* _Reading text_:
····················
Innovations in High School Science and Mathematics Classrooms

Mary Beth Dittrich

It’s an exciting time to be a high school science or math teacher. The classroom that we knew growing up is slowing fading into the shadows. Taking notes on a boring lecture is being replaced with video lessons, interactive projects, and group inquiry and investigation. As I reflect on my 15 years of teaching math, I have never been so encouraged by the future.

I teach at Carondelet High School—an all-girls, Catholic high school about 40 miles east of San Francisco. In our over-50 year history we have seen a dramatic change in the role of women in society and the work place. Employers who once sought out women for primarily support roles are now actively hiring them for top positions. Carondelet is addressing these changes in our world with new courses and new ways to teach them.

Here are some of the innovative changes we have adopted in the past four years.
····················
Stored data:
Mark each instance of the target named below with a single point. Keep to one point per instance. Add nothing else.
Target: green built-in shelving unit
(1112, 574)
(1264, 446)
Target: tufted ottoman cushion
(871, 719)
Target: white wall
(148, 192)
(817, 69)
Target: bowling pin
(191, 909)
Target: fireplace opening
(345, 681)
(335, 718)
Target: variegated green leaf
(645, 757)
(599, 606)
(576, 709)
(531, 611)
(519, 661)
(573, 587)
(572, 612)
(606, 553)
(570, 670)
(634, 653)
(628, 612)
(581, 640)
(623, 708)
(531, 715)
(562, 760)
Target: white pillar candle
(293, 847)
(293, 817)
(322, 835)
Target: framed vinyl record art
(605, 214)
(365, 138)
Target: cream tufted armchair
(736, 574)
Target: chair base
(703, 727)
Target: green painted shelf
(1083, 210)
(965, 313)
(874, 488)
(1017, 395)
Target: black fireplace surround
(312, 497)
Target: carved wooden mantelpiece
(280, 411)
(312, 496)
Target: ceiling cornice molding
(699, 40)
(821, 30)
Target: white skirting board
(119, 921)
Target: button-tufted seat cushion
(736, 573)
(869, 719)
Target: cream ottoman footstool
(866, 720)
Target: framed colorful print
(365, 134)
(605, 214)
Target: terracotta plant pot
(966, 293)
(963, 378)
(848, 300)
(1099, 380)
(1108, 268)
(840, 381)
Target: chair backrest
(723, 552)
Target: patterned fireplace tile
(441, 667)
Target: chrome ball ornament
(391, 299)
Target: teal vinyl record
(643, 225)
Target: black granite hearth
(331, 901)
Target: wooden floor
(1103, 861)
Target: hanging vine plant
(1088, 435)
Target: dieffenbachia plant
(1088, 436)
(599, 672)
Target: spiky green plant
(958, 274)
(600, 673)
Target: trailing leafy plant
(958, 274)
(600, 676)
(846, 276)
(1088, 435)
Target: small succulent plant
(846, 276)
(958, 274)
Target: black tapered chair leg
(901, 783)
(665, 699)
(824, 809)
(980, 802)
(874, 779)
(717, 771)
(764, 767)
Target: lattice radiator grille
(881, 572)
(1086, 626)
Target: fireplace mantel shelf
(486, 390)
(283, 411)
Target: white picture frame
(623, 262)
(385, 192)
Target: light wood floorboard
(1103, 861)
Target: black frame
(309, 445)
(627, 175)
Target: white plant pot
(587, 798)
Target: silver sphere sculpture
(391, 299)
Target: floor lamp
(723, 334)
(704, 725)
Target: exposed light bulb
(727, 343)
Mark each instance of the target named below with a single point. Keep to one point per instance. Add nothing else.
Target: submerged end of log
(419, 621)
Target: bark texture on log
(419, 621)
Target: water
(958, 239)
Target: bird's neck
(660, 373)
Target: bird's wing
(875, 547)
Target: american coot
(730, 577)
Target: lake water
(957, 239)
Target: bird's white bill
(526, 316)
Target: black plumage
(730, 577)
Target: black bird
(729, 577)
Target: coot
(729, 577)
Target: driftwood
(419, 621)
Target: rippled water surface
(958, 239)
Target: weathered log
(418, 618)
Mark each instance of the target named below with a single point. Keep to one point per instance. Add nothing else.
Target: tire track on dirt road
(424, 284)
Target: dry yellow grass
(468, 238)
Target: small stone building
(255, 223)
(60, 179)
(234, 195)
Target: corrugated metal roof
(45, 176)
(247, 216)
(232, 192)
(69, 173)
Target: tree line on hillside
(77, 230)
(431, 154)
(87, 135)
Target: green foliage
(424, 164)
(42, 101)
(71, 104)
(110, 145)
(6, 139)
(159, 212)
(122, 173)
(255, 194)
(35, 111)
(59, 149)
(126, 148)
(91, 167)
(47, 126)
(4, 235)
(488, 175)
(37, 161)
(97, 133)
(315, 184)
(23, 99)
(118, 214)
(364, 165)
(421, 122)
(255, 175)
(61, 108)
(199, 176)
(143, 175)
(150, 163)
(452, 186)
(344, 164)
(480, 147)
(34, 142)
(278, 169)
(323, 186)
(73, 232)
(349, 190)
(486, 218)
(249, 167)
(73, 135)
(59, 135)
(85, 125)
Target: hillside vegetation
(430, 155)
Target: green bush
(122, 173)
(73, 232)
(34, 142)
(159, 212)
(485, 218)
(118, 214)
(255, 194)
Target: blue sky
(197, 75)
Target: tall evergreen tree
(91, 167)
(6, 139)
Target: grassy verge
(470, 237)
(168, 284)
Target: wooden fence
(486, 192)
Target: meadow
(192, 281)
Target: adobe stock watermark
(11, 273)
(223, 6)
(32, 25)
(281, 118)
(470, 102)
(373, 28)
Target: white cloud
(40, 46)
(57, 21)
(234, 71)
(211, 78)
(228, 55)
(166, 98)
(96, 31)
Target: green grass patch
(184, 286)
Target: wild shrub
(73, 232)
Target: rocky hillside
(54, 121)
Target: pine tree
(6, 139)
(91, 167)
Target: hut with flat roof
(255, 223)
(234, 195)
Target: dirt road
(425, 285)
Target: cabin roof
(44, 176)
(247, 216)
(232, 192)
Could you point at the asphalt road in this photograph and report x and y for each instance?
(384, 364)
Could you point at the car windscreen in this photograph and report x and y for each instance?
····················
* _Stated problem_:
Go on with the essay on classroom innovations in high school science and math, starting right after its last sentence. The listing was taken from a separate source.

* _The output_:
Physics 9

Four years ago we instituted a “physics first” program for our ninth graders. Using the Active Physics text, we introduced our girls to a hands-on, investigative physics curriculum. It is an algebra-based program in which they study units on motion, electricity, waves, and light. Each unit begins with a discussion of “what do you see” and “what do you wonder” about a presented situation. These discussions are followed up with more classical physics experiments that combine continued observation and questioning with data collection and hypotheses. Only after completing these activities are they presented with the physical laws that govern what they have discovered.

In the beginning this approach was challenging. Our students were used to be spoon-fed the content. They had little experience in observing, questioning, wondering, and drawing their own conclusions. Many were frustrated with the experiments. They didn’t know where they were going or how they were going to get there. “Just tell me the answer,” was a common plea. Our teachers did not relent and as the year continued students grew accustomed to the process and learned the observation and reasoning skills that they would need in other courses.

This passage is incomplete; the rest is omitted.